- **Supplied text**
Cairo's al-Azhar Mosque, founded in the 10th century, remains the focal point of the university

The dorm served lunch at noon, and the first ambulance screamed onto the al-Azhar University campus in eastern Cairo just after 3 p.m., followed by a line of white vans from the Red Crescent, the Arab world's Red Cross. By sunset, the tally of students laid low by food poisoning at the esteemed Islamic university stood at 600 — more than enough, in the tinderbox of postrevolutionary Egypt, to set off a demonstration. Thousands of young people took angrily to the streets, broke down the door to the offices of al-Azhar's religious head, known as the grand sheik, and forced the dismissal of the university president. In many ways typical of Egypt's raucous public life since the mass protests that led to the toppling of former President Hosni Mubarak in 2011, the events also opened a window on a quieter contest, in which the prize is al-Azhar itself. The most celebrated educational institution in the Muslim world — the name translates roughly as splendid — is being stalked by every player in the country's nascent democracy, both for its prestige and its historical authority on matters of faith, a singular preoccupation of the new Egypt.

Until noon on April 1, those lofty qualities kept the major players — President Mohamed Morsi, parliament, the Muslim Brotherhood, Islamist fundamentalists, even the secular elite — from being seen trying to do what a batch of bad chicken managed in a single digestive cycle: drag the 1,000-year-old institution into the grubby push and pull of Egyptian politics.

- **Given task 1**
In the al-Azhar article, how many students had food poisoning by sunset?

[Recorded data]
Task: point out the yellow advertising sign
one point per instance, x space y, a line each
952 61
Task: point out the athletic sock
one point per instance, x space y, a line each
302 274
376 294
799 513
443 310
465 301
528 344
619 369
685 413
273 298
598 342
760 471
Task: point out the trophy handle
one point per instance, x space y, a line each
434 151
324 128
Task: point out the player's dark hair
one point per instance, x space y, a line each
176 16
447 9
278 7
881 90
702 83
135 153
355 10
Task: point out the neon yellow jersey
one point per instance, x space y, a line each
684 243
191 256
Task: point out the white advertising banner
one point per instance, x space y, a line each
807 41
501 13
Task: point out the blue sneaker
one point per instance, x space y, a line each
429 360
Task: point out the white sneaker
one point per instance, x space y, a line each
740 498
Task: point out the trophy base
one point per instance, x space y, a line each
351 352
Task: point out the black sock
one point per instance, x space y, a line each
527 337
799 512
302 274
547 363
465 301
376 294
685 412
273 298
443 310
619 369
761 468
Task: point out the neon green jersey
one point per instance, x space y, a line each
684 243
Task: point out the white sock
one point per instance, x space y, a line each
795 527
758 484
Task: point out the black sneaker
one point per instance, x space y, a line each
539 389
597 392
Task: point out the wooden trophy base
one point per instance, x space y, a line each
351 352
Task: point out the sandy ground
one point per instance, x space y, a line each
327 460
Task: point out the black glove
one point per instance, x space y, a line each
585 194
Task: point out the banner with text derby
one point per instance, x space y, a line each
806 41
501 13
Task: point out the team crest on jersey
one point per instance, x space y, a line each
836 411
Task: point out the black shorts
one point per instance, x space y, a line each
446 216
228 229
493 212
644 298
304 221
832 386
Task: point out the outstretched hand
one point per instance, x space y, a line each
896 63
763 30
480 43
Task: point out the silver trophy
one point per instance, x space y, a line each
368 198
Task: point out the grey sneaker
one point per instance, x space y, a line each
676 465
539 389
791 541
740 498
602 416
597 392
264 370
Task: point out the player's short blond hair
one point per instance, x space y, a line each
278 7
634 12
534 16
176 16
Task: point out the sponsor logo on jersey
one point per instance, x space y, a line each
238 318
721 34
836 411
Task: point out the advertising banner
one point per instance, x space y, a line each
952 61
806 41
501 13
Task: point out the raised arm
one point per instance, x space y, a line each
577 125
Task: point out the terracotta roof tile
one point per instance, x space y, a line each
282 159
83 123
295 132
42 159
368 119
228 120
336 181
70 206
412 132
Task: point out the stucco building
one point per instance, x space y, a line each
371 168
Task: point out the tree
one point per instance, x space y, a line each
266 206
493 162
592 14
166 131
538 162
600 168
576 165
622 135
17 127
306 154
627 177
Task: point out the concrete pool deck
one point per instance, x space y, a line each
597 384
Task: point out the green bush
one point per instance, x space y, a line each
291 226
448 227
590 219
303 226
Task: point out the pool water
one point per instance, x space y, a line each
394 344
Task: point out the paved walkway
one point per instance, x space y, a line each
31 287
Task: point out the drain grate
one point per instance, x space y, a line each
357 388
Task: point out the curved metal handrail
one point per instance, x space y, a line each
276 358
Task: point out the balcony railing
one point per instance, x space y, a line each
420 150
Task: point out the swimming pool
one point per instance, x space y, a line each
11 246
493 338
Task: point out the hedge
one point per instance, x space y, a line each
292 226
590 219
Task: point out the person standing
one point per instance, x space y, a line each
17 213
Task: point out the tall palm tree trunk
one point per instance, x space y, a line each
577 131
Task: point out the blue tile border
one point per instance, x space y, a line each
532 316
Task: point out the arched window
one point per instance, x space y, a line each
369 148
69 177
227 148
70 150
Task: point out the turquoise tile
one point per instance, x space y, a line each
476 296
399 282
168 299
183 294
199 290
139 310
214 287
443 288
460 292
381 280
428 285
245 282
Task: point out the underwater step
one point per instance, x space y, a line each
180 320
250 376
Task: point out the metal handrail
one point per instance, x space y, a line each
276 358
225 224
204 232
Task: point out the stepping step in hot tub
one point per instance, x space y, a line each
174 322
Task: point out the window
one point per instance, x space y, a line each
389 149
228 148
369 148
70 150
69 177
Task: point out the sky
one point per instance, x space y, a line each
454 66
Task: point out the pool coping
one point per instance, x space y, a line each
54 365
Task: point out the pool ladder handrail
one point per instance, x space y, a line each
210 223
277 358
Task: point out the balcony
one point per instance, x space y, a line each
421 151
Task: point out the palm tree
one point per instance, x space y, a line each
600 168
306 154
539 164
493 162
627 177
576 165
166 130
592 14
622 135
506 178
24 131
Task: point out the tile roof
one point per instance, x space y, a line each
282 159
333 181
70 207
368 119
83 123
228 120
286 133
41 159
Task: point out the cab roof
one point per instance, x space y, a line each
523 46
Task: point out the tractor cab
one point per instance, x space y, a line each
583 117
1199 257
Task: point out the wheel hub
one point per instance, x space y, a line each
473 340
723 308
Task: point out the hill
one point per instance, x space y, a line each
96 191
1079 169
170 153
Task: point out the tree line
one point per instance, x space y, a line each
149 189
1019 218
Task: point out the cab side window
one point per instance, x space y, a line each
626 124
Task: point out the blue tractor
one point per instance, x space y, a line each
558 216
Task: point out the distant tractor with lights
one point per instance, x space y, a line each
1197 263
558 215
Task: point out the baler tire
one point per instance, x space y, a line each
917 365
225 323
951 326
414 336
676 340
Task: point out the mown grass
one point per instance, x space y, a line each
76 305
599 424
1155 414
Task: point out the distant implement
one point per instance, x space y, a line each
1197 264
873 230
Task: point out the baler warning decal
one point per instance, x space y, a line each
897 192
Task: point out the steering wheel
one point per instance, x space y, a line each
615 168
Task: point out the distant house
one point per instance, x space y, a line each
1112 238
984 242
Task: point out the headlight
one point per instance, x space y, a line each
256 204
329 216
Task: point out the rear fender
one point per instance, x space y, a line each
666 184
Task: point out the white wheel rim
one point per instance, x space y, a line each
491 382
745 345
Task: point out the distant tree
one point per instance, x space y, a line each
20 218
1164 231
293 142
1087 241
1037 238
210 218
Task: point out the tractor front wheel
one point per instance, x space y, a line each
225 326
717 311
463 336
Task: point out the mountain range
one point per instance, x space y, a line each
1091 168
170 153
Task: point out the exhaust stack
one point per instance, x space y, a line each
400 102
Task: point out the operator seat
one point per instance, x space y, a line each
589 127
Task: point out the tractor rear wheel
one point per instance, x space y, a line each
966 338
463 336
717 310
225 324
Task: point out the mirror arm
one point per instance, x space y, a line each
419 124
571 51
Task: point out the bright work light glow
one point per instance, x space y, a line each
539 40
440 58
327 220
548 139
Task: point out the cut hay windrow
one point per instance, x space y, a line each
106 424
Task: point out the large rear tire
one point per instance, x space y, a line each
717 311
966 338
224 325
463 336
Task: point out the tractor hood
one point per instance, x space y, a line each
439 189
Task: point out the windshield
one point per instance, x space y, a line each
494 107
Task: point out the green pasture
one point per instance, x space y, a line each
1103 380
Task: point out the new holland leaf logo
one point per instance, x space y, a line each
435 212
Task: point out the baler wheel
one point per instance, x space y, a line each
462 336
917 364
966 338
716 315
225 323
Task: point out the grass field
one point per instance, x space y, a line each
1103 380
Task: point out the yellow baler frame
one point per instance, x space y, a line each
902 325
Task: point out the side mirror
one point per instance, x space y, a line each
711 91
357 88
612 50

==

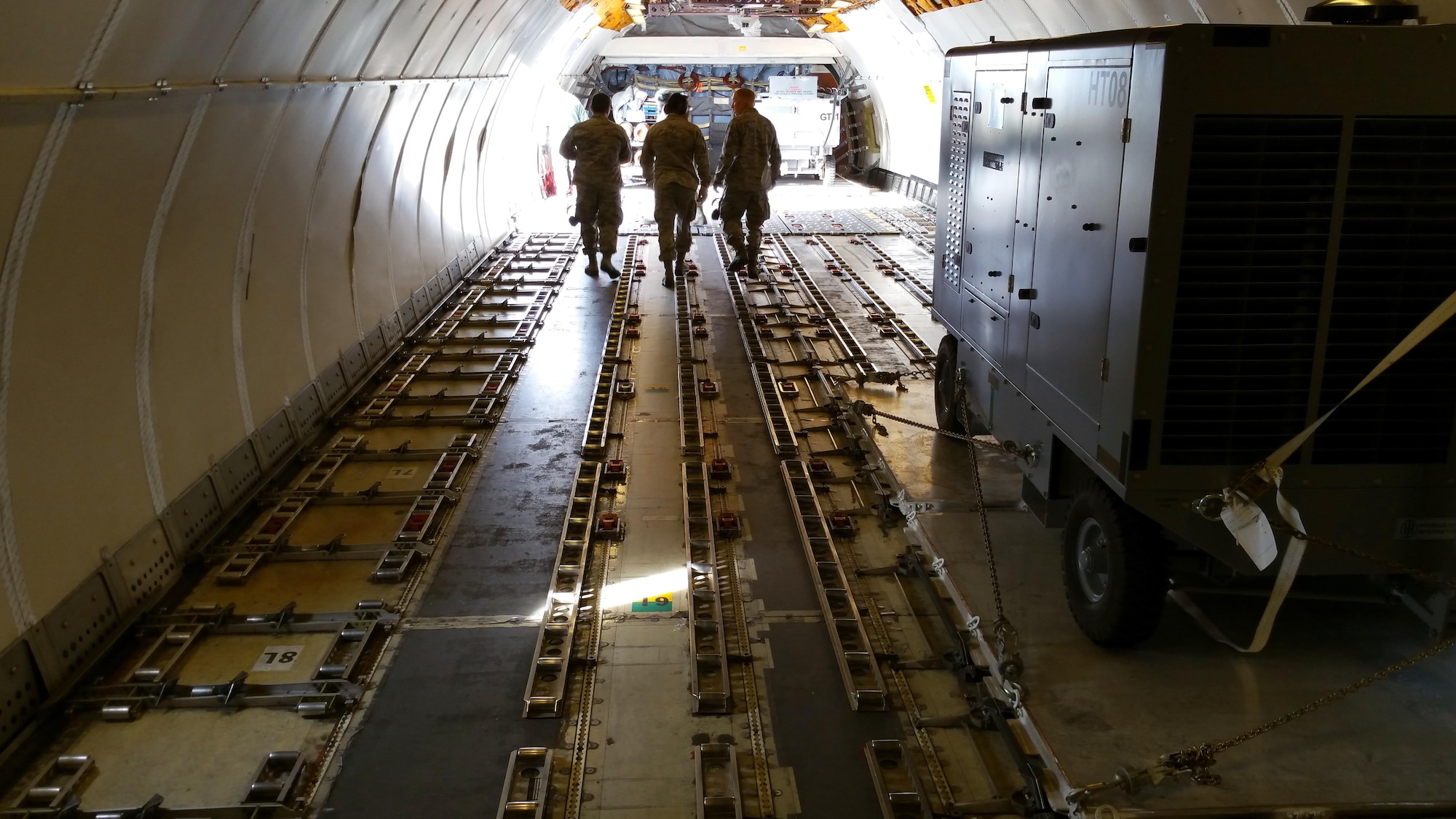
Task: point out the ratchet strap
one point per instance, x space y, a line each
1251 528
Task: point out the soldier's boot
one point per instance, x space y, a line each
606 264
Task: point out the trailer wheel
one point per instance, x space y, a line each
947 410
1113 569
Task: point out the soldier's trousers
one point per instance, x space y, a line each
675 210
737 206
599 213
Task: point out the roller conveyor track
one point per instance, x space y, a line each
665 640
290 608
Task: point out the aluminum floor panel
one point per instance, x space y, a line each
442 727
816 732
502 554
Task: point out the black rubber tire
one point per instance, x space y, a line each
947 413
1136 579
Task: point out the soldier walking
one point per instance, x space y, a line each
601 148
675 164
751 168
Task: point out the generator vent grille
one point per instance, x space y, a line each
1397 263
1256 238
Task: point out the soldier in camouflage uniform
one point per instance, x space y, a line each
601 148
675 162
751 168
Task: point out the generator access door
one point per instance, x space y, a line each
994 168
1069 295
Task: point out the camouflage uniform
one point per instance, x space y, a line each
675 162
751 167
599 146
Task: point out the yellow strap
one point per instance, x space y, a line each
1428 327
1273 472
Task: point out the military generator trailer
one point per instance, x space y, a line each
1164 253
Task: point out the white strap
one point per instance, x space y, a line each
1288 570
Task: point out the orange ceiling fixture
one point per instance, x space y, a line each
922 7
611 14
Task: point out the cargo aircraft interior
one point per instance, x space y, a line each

--

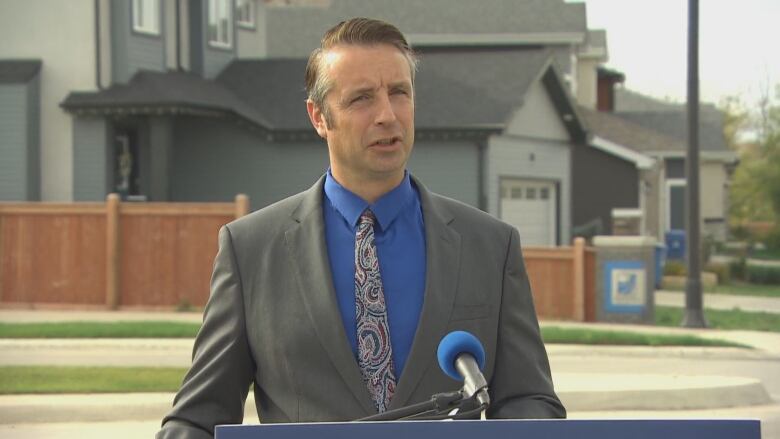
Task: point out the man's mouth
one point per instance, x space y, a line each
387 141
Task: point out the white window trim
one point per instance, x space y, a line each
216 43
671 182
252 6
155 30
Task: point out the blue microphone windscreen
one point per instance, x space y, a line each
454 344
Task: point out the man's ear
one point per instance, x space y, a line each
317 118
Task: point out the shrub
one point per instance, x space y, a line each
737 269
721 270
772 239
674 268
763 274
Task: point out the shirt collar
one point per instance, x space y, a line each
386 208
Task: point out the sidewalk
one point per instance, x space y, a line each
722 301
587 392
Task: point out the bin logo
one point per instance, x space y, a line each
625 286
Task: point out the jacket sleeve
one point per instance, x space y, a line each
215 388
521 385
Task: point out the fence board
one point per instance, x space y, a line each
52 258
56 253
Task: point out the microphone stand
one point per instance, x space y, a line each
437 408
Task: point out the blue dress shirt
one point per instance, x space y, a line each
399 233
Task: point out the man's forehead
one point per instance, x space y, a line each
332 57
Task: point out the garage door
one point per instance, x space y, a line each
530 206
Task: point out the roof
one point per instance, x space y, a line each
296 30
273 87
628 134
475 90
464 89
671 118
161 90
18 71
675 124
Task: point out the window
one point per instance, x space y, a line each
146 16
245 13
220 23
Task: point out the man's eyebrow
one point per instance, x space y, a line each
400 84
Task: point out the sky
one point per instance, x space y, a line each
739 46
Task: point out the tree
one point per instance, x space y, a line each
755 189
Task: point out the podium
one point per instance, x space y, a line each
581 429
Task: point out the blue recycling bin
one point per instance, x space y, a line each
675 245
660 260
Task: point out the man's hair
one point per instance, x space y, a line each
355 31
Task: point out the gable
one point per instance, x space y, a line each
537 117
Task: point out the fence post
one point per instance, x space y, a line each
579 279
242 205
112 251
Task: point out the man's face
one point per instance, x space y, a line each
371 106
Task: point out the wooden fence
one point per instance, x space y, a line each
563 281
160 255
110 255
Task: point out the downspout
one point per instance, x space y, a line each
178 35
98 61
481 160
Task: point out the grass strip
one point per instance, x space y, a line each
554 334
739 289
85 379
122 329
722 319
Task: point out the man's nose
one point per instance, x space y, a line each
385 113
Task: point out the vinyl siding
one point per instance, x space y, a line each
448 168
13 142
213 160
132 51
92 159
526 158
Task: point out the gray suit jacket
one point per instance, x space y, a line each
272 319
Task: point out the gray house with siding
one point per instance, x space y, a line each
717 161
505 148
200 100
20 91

- **Given task 2**
Please show each line of the records that contains the word "blue".

- **Reply 1**
600

- **Reply 2**
Task: point out the blue sneaker
Task: point out the blue tile border
Task: point out the blue tractor
Task: point out the blue microphone windscreen
Task: point out the blue dress shirt
Task: point out the blue recycling bin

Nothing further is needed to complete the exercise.